# Brief:
Which lines in the items below contain the word "blue"? Report each of those lines in full.

[begin Supplied material]

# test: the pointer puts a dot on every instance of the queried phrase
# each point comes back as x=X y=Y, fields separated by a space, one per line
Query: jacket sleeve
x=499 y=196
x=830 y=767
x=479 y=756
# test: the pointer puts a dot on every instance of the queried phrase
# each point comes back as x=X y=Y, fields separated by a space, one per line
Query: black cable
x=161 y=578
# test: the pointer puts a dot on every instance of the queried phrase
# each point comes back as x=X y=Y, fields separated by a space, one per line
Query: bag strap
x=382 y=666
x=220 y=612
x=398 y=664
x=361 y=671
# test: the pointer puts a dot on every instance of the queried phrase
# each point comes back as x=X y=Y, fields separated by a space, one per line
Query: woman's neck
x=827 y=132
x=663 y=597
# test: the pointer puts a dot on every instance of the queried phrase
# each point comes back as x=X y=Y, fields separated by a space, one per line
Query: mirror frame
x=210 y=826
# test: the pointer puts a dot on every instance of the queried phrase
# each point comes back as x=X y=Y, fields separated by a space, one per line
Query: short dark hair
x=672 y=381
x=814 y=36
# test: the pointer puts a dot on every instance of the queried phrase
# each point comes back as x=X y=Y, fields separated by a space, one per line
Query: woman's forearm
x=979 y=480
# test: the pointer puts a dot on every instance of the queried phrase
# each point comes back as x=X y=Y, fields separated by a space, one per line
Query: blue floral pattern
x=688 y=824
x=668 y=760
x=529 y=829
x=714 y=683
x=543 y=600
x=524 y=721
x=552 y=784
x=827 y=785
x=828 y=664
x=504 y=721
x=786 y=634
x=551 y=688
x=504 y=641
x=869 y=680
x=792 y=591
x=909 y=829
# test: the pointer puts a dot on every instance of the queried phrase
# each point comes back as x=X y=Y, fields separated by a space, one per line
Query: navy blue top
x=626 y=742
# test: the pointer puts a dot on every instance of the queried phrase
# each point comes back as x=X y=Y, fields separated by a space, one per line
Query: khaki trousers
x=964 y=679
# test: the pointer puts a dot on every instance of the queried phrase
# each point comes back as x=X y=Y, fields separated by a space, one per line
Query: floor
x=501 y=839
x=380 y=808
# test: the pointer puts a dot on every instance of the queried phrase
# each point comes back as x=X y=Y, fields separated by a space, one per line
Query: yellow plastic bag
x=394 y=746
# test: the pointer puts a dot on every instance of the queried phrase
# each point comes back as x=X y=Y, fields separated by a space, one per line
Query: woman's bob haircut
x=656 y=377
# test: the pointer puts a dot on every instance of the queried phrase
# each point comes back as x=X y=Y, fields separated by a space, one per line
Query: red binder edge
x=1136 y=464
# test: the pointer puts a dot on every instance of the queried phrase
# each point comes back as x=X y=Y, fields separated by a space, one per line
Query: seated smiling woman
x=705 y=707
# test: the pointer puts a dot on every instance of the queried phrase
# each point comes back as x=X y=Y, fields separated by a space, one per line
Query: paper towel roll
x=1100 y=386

[end Supplied material]

# Answer to the problem:
Query: blue floral pattern
Query: navy blue top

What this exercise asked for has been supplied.